Gather every line of the listing below that contains the string "right", and copy each of those lines in full.

### Records for the exercise
______________________________

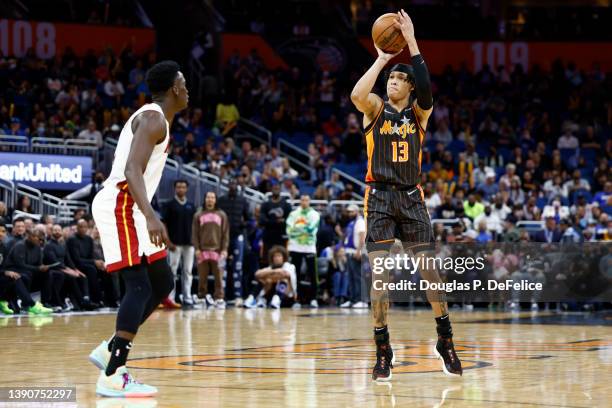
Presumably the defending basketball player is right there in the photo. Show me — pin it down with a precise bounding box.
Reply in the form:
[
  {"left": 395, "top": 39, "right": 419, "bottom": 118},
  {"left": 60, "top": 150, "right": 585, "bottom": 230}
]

______________________________

### Exercise answer
Presumably the defending basketball player is right there in the photo. Show me — pin it down with a precise bounding box.
  {"left": 395, "top": 39, "right": 419, "bottom": 118},
  {"left": 60, "top": 150, "right": 585, "bottom": 230}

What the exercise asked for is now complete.